[A run of records]

* BEGIN *

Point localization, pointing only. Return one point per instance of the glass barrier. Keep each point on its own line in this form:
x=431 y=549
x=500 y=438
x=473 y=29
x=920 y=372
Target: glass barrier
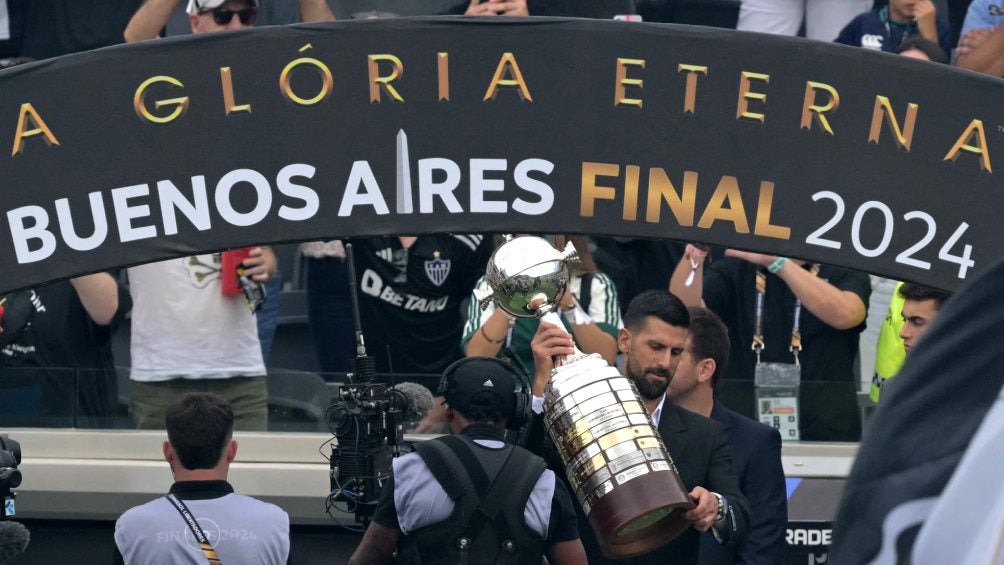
x=302 y=401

* END *

## Directions
Rewrite the rows, putting "glass panel" wherever "glass barrier" appears and keeping everything else unchanged. Leave the pictures out of your answer.

## Response below
Point localization, pointing only. Return one point per instance of the glass panel. Keep each point on its own line in this form:
x=431 y=549
x=500 y=438
x=473 y=29
x=920 y=372
Target: glass panel
x=302 y=401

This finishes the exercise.